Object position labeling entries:
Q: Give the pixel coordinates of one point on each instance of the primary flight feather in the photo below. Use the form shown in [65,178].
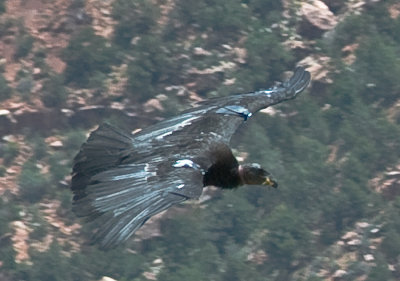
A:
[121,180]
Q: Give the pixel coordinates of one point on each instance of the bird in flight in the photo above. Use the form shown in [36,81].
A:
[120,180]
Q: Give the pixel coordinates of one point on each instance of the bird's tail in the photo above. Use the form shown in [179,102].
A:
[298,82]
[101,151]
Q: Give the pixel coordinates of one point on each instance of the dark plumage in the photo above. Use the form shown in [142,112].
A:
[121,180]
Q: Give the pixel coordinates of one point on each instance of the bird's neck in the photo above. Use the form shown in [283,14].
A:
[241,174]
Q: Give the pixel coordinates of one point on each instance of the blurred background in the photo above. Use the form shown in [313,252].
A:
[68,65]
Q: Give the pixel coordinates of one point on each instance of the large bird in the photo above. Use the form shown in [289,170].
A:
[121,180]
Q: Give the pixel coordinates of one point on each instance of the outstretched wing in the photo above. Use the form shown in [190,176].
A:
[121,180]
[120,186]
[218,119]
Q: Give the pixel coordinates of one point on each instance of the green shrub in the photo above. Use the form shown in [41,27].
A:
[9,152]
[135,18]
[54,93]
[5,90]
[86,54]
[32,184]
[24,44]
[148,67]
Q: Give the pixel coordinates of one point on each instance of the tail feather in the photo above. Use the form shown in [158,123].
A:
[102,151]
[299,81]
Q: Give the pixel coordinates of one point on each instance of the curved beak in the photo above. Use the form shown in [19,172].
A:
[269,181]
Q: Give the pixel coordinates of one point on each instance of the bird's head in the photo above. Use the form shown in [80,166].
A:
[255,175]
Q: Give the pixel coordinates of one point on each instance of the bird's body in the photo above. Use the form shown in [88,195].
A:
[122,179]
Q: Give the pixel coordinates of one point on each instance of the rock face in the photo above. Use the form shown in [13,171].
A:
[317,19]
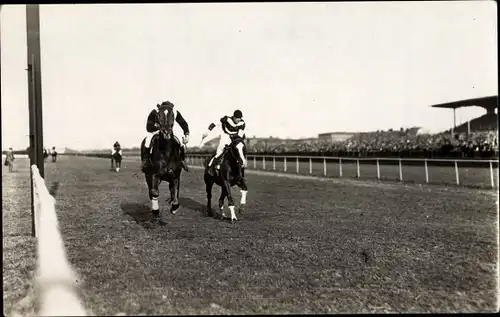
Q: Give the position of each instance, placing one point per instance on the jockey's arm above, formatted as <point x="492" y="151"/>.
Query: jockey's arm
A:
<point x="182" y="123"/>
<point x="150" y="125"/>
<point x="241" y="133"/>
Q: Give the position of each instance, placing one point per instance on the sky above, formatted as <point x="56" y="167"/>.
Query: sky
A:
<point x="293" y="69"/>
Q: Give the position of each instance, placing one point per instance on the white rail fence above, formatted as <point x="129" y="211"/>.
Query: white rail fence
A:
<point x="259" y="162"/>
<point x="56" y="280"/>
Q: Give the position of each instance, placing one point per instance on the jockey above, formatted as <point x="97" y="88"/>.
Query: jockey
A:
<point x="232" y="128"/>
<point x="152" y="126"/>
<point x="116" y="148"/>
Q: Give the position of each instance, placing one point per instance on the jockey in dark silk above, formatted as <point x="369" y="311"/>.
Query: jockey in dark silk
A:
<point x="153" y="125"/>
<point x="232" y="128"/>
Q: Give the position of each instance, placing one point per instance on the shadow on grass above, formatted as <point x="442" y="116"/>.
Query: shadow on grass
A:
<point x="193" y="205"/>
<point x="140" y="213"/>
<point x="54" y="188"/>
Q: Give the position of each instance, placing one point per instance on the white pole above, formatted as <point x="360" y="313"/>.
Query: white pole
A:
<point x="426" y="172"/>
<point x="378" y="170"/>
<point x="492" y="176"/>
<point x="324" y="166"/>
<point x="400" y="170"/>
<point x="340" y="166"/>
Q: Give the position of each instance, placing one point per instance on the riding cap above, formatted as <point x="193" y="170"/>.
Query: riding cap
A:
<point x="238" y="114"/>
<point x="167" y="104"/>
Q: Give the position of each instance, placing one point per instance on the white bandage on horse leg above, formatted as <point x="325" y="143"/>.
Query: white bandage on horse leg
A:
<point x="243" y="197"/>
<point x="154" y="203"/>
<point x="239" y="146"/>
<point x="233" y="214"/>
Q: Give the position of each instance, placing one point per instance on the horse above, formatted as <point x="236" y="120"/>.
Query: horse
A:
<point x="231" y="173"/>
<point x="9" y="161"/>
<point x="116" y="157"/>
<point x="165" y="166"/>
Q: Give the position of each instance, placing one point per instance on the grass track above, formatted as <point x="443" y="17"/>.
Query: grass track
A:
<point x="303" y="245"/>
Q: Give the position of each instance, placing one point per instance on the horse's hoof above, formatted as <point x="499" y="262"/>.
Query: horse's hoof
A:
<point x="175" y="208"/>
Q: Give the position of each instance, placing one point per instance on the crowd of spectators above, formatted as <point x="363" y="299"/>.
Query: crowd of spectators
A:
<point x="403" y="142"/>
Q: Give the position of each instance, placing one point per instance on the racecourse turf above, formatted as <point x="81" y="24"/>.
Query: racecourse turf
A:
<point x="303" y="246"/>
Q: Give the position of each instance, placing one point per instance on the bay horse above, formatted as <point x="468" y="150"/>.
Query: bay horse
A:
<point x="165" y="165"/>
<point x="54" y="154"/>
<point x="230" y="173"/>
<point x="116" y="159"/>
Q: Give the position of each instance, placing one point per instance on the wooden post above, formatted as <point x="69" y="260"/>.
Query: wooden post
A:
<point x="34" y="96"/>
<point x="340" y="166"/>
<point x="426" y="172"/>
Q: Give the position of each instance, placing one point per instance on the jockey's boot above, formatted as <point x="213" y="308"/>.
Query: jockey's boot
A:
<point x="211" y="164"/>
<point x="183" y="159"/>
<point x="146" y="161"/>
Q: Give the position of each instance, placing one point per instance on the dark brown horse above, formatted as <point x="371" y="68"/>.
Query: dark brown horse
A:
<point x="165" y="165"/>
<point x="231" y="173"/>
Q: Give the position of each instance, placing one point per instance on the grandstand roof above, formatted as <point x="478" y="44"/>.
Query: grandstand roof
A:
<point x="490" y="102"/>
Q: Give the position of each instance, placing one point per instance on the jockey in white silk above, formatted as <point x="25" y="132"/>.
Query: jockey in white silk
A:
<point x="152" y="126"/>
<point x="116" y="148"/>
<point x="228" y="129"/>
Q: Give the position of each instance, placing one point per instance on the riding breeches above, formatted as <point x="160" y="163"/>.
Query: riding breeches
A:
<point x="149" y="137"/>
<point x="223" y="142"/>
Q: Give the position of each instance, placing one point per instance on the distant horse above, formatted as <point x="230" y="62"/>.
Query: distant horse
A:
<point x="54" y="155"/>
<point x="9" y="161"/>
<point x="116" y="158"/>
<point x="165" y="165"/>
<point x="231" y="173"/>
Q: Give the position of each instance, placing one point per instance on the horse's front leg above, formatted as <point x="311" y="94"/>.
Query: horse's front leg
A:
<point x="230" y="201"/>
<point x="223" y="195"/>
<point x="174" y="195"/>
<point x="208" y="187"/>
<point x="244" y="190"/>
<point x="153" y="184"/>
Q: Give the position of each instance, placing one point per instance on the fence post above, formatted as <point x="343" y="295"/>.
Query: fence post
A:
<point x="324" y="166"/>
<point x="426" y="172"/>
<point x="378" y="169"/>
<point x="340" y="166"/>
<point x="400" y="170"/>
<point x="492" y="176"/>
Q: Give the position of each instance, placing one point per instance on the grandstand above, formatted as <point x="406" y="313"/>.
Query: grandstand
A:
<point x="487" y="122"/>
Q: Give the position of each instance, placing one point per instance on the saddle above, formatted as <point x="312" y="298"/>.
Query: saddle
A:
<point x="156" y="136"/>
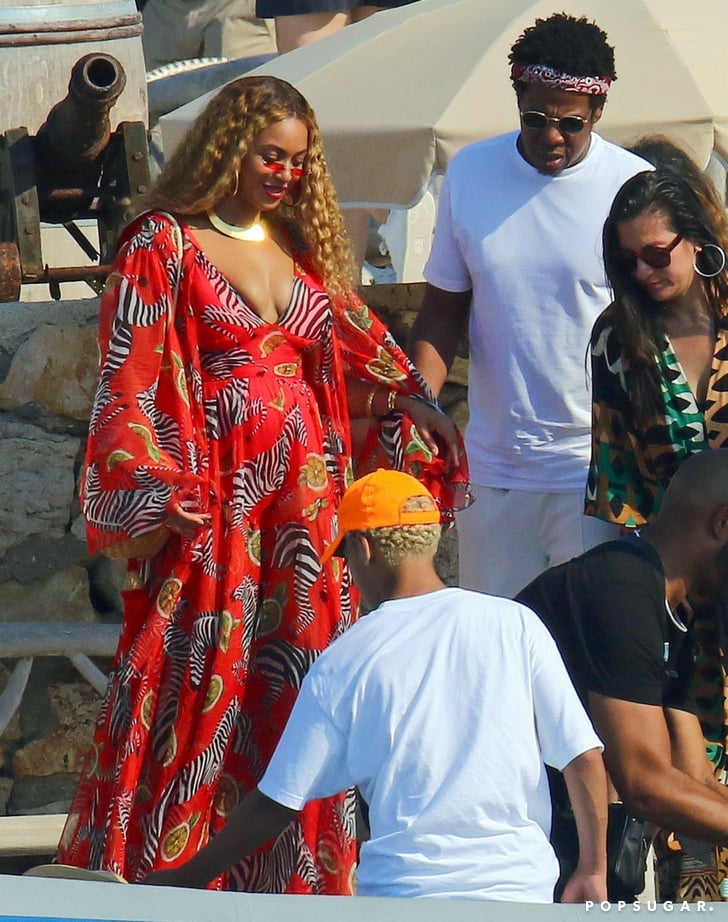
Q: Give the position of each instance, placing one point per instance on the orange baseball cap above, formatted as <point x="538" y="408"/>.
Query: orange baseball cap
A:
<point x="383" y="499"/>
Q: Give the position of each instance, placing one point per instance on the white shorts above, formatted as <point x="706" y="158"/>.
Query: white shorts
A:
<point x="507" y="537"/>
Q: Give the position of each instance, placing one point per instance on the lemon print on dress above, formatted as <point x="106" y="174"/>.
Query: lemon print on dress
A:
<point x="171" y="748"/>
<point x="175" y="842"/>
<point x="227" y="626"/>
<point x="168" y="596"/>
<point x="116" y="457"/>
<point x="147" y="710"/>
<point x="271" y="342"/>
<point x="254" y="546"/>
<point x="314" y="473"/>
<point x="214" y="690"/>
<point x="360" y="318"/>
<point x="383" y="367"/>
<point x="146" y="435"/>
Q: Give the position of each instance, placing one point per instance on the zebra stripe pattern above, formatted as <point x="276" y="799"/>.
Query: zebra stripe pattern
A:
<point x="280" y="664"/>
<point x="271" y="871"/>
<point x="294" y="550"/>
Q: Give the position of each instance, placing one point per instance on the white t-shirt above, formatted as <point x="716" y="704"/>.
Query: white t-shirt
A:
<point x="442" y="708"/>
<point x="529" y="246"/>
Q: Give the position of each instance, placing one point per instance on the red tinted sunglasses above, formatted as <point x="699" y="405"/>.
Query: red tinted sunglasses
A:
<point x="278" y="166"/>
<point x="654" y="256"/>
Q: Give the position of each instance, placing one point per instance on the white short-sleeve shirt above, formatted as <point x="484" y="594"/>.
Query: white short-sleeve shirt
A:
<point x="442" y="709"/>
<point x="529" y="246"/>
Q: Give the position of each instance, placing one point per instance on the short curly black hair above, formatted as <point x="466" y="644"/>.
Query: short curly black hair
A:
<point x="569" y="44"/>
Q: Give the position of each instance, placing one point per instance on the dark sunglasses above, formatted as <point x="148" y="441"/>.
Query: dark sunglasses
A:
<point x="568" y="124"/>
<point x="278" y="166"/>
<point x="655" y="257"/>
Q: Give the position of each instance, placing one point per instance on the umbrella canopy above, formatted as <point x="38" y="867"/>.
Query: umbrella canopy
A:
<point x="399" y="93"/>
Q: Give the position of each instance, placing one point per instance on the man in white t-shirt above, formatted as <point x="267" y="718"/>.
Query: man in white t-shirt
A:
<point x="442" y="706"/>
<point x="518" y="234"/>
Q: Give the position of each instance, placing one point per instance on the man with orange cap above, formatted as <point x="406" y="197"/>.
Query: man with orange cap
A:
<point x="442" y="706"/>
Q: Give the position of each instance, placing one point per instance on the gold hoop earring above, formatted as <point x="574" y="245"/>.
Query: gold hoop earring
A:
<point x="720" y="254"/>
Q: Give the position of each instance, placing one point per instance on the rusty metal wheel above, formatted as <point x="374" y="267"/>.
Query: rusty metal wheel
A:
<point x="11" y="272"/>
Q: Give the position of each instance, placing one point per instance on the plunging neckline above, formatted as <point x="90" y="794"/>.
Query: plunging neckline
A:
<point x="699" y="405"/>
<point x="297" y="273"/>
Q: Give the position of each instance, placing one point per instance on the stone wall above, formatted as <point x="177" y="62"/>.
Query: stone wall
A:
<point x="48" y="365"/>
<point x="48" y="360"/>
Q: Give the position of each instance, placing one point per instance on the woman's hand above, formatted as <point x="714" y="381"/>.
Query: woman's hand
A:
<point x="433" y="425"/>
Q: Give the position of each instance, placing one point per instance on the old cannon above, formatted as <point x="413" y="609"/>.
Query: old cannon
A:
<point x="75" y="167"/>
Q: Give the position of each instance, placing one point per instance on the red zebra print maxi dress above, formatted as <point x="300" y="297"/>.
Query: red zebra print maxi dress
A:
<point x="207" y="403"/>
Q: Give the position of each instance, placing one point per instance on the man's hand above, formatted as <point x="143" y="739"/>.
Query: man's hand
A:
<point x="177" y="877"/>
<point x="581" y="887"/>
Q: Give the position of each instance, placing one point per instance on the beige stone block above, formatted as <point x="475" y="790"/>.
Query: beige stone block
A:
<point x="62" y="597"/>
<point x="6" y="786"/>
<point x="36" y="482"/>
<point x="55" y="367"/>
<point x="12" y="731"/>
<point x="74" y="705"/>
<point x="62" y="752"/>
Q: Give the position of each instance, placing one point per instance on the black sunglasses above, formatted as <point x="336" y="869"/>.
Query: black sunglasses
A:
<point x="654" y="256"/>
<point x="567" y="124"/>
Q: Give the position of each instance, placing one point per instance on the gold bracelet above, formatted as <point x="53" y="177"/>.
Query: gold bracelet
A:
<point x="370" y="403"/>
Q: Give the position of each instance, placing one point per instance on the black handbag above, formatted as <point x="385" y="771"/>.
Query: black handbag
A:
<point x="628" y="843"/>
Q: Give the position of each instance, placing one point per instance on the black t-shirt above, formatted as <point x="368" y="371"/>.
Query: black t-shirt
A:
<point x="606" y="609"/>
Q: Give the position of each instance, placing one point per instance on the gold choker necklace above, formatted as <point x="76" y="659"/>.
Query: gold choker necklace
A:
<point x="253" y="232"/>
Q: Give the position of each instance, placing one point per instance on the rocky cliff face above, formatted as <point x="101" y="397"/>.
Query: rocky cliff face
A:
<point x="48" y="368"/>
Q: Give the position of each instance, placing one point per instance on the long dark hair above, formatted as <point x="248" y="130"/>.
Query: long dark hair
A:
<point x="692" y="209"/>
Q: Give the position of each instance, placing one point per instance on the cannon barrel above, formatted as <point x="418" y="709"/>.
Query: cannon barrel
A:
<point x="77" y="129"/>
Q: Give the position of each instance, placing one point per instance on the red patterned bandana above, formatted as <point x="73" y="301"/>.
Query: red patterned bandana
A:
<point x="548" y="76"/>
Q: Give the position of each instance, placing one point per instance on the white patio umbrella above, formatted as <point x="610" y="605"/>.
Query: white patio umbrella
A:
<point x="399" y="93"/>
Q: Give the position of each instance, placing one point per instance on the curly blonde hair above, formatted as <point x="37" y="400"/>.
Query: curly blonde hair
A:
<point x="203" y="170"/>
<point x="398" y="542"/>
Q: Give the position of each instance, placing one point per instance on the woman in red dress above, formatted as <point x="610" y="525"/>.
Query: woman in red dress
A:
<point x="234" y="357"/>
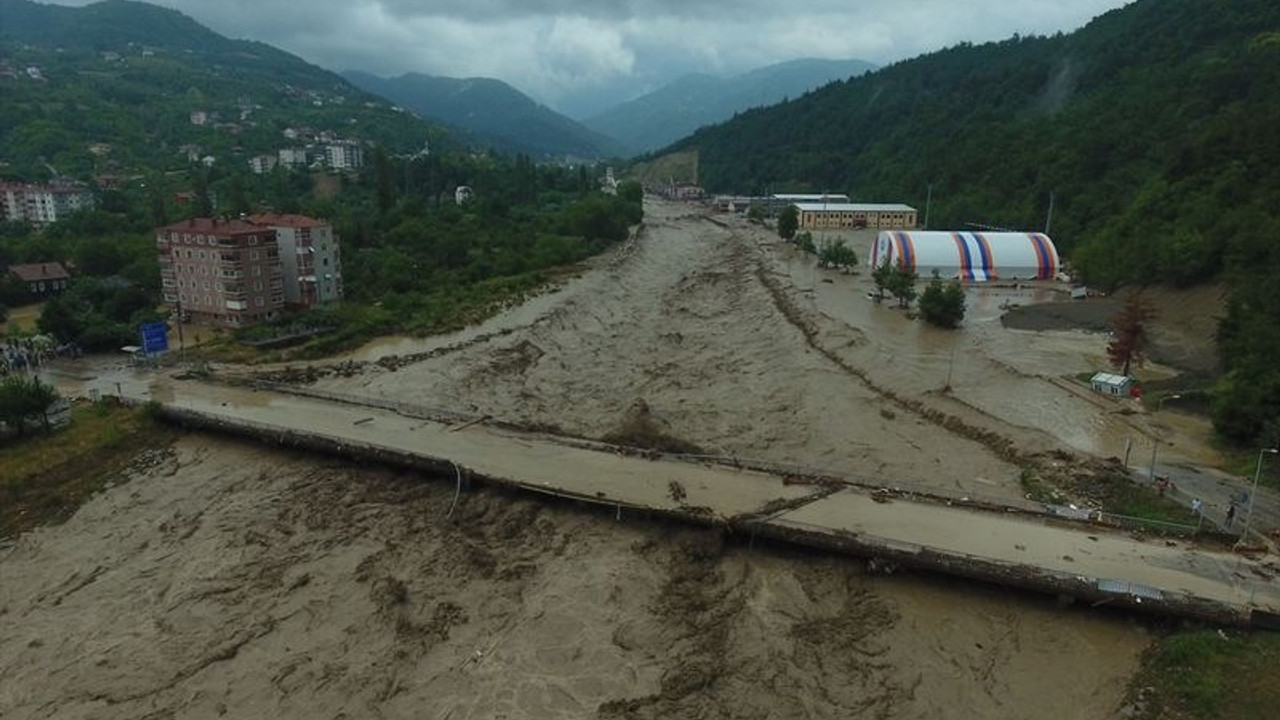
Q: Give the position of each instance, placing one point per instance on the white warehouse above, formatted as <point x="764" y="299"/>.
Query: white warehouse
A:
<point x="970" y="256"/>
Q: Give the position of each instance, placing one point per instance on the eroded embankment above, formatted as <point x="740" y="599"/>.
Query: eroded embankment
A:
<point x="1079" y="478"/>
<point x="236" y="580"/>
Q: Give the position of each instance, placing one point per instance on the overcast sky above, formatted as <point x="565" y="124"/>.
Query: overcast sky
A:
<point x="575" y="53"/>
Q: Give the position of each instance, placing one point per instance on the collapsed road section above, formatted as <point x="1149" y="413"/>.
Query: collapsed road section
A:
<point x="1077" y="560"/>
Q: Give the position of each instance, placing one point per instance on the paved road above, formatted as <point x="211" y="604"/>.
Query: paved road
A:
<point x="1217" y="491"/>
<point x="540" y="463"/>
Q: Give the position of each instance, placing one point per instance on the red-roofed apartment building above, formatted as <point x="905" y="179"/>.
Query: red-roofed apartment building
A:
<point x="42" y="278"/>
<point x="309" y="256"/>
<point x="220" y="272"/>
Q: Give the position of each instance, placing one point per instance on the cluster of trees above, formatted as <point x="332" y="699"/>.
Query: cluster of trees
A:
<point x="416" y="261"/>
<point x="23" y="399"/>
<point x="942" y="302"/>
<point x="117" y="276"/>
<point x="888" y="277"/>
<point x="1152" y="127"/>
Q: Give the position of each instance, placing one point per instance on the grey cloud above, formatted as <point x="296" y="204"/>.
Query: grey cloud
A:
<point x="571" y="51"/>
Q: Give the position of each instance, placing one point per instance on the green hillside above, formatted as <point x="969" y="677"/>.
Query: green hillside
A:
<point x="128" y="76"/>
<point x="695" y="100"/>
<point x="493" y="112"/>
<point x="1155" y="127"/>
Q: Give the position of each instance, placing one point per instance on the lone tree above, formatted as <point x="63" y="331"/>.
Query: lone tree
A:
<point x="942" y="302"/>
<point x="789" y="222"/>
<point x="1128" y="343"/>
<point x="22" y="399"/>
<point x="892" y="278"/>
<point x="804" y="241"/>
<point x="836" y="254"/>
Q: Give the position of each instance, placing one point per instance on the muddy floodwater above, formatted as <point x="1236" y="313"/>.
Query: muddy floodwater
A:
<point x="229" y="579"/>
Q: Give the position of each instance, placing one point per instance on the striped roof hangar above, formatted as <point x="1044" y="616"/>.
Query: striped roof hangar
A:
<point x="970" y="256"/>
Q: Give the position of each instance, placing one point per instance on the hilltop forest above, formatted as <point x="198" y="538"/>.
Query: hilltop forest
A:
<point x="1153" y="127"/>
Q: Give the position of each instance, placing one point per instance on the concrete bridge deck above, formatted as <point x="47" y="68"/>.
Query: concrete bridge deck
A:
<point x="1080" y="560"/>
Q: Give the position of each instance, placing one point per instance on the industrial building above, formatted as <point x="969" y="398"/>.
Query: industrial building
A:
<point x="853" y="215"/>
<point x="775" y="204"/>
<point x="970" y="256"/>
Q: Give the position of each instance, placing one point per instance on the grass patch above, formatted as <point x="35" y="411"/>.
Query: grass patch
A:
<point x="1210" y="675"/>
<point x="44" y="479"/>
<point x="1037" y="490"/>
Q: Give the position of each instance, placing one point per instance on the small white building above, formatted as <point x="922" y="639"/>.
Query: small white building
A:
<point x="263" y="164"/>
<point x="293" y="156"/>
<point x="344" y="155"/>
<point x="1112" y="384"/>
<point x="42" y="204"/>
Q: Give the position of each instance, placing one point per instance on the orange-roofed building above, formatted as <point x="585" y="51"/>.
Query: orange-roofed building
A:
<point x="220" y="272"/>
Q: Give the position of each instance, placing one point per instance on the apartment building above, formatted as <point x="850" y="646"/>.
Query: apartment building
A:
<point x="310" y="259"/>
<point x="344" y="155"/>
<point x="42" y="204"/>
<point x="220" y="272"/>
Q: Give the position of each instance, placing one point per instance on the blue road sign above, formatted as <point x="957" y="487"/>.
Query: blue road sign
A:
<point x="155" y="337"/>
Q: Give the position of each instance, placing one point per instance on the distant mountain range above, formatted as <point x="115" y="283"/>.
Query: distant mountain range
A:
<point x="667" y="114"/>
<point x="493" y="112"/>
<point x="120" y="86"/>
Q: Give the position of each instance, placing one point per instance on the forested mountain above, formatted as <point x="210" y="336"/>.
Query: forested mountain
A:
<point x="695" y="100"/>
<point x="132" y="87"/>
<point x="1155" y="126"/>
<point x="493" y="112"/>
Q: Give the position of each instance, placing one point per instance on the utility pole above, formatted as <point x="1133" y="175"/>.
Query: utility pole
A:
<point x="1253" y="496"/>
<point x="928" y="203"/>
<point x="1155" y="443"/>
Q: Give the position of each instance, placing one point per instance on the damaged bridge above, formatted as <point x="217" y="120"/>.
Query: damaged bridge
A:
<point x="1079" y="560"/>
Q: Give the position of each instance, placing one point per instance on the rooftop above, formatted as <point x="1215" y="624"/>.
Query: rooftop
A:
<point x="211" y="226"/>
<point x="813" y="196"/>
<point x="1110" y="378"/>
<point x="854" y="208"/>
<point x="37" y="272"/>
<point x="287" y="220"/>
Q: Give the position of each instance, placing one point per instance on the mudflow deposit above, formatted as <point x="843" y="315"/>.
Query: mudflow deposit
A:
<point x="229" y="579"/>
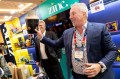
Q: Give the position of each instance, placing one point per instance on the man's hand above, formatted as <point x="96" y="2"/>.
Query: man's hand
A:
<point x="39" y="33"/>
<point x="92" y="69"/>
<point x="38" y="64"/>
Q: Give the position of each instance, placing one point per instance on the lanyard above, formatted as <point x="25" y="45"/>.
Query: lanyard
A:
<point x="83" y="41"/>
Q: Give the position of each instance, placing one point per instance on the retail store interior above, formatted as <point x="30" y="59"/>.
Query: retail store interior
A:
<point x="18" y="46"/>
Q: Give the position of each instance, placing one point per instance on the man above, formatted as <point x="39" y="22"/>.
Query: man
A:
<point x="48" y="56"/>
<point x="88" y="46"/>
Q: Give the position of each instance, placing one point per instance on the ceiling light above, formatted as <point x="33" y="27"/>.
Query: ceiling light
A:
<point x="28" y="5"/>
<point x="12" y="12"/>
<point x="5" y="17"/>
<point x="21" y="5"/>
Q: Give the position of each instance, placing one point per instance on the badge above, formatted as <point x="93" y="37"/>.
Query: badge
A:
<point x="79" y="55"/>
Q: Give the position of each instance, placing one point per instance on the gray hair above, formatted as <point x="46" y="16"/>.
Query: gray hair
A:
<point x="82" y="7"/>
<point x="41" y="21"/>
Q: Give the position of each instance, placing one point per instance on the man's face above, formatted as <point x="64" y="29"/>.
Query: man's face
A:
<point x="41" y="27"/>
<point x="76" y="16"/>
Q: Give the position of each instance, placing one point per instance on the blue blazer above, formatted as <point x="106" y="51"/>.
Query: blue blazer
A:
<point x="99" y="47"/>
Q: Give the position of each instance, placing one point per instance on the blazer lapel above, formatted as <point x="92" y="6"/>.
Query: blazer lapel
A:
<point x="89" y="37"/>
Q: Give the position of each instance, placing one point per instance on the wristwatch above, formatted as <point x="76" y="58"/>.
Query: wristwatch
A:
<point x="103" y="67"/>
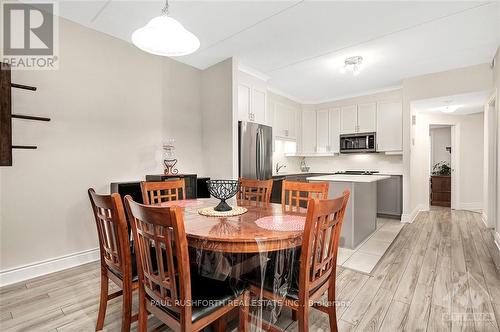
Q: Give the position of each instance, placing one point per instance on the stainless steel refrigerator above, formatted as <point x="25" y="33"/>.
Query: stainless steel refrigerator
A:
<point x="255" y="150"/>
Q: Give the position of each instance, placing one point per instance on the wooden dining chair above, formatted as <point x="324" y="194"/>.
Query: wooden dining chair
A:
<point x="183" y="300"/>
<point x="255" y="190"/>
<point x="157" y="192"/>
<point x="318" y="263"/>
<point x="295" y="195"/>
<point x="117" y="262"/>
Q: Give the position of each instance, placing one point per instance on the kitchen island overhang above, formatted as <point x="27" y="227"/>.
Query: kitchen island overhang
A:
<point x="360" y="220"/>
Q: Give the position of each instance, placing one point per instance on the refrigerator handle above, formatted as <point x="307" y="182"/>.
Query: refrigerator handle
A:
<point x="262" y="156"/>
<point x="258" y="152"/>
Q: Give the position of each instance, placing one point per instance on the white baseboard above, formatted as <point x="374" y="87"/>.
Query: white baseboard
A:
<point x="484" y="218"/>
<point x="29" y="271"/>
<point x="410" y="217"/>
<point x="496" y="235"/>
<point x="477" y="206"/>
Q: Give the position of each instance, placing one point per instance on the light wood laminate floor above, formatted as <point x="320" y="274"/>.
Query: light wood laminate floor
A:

What you are asked to do:
Add 16 to every coordinate in the answers, and write out every line of the material from the line with "on the blazer" up to and including the last line of the material, leaving out the pictures.

Response to the exercise:
Q: Give the position of each instance, placing one point per instance on the blazer lapel above, formatted as <point x="92" y="6"/>.
Query: blazer lapel
A:
<point x="105" y="53"/>
Q: Give the position of each instance, placing one point per instance on the wristwatch above, formatted as <point x="76" y="58"/>.
Query: wristwatch
A:
<point x="119" y="83"/>
Q: Give the position of each instance, placing one point per instance on the stainless steel refrigerator above, formatted as <point x="25" y="33"/>.
Query: stainless steel refrigerator
A:
<point x="271" y="166"/>
Q: Give the position of each instance, placing one point per instance on the wooden dining chair above, formatted as <point x="324" y="194"/>.
Query: wooden dining chair
A:
<point x="199" y="316"/>
<point x="271" y="206"/>
<point x="173" y="208"/>
<point x="334" y="279"/>
<point x="311" y="211"/>
<point x="133" y="278"/>
Q: Give the position of each instance, placing one point per instance on the kitchen island overhang above, formatted as <point x="27" y="227"/>.
Query: kitchen island overhang
A:
<point x="376" y="236"/>
Q: Give the position of each instance, placing one point per instance on the refrigerator handle above, formatted as <point x="307" y="182"/>.
Query: refrigerator handle
A:
<point x="278" y="172"/>
<point x="274" y="168"/>
Q: Give the position of each instance, placing one point per instance on the white baseboard above, formatted as <point x="374" y="87"/>.
Query: white baseboard
A:
<point x="500" y="234"/>
<point x="45" y="287"/>
<point x="426" y="233"/>
<point x="512" y="251"/>
<point x="493" y="222"/>
Q: Give the position of each instance, placing one point per instance on the light wood laminate floor above, formatted as <point x="320" y="274"/>.
Query: light wood laminate floor
A:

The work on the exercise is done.